#### [Exercise requirements]
Scan the listing for the word "lipstick", and copy out each line where it is found.

#### [Given data]

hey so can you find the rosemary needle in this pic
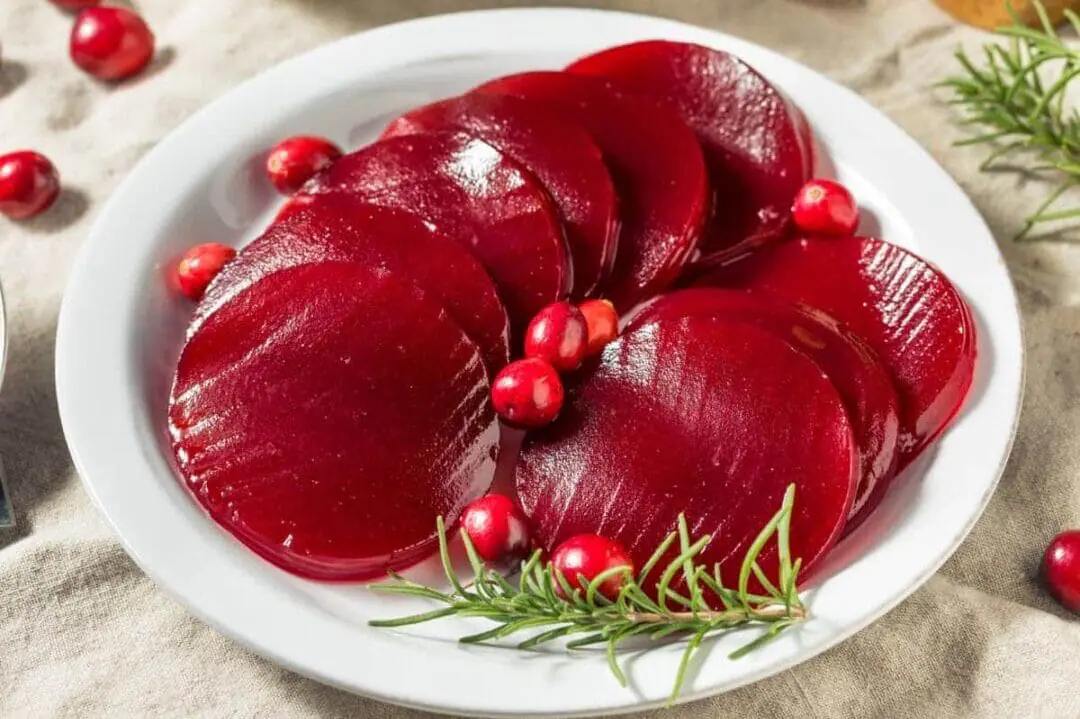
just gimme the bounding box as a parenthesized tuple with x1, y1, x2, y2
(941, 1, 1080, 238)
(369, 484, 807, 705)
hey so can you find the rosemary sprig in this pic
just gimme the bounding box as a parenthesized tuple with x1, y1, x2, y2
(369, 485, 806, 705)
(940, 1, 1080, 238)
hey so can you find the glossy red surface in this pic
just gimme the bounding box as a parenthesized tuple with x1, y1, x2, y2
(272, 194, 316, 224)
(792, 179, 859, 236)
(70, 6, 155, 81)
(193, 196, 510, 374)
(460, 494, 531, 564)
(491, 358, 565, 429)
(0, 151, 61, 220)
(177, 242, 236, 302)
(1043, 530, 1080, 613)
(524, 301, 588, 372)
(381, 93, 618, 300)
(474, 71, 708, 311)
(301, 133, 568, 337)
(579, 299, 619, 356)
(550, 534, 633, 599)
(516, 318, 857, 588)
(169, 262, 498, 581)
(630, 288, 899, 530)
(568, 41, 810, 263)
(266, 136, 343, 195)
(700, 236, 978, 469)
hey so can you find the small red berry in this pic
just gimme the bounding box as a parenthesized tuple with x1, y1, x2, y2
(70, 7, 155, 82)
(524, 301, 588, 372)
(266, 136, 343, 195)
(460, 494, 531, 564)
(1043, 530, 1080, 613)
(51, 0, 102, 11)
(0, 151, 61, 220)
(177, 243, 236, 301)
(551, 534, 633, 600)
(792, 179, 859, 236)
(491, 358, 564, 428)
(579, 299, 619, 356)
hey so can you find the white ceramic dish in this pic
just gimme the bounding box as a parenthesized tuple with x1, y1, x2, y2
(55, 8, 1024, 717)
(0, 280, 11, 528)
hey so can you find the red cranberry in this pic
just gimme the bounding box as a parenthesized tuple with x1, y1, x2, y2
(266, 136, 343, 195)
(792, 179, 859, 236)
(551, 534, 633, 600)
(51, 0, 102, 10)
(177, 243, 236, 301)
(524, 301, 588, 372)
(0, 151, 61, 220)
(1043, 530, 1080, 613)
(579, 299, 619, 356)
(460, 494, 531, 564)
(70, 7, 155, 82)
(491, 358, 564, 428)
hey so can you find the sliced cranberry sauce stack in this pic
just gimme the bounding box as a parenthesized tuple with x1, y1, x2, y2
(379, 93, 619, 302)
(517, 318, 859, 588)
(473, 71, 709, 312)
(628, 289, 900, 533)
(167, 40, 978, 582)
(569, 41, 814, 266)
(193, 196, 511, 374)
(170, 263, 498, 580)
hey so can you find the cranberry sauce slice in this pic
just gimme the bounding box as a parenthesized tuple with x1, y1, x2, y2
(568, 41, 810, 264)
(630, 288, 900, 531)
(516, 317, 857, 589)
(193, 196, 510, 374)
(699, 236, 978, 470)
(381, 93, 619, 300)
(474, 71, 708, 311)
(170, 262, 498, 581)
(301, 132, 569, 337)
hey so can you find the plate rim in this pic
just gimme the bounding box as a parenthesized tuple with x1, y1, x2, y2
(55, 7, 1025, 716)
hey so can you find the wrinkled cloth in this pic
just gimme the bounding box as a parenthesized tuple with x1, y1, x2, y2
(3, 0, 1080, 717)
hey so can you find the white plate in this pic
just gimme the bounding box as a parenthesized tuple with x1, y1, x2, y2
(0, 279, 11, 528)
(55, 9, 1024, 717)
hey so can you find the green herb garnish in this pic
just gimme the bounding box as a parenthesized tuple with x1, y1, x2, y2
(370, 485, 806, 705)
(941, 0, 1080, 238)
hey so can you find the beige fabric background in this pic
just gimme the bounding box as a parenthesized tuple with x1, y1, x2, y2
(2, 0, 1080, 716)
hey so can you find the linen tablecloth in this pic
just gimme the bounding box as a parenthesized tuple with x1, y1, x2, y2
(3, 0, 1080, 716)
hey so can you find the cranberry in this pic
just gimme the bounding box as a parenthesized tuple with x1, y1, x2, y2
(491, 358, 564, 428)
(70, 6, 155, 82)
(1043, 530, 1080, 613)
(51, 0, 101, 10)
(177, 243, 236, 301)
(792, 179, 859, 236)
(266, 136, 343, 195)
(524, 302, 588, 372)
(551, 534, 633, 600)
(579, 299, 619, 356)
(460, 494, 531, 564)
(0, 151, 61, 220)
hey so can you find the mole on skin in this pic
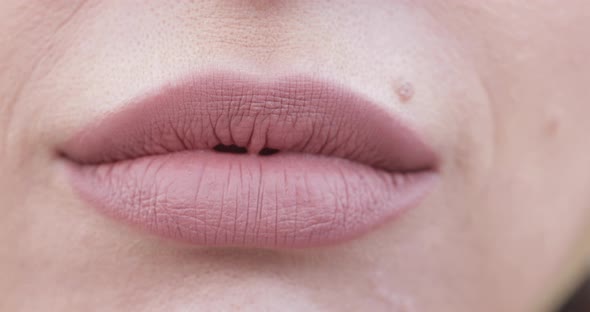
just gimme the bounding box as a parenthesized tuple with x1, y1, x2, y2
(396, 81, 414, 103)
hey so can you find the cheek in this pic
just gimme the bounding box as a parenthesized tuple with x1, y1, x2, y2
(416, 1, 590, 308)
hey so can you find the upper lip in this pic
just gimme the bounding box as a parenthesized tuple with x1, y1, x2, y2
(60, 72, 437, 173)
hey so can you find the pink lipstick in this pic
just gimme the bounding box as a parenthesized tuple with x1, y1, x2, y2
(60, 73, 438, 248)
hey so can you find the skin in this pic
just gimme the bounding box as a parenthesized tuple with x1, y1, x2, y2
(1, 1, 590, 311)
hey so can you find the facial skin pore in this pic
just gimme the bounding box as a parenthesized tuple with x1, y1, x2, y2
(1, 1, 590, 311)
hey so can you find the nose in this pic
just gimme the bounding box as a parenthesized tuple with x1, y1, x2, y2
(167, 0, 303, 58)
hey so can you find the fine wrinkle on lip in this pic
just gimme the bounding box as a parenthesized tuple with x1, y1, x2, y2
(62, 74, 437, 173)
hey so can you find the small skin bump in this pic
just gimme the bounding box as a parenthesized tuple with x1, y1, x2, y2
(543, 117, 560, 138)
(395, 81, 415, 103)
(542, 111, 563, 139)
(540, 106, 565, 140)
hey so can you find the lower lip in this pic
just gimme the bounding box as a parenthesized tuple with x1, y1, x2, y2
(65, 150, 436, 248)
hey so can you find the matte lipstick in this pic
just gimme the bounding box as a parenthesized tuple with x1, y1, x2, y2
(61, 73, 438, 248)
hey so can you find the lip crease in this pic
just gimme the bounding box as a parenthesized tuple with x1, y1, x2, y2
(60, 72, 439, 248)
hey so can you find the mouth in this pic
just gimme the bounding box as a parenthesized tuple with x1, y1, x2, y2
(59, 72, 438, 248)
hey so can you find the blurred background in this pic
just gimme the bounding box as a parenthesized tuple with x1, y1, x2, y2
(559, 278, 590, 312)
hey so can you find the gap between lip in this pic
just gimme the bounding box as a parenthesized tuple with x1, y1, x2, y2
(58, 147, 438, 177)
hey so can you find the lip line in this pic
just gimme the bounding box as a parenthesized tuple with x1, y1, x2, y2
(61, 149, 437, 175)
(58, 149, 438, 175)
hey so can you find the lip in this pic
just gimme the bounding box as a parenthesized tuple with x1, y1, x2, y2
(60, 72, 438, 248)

#### [Task solution]
hey so can you find the pink lipstick in this pic
hey so can you find the matte lipstick in this pic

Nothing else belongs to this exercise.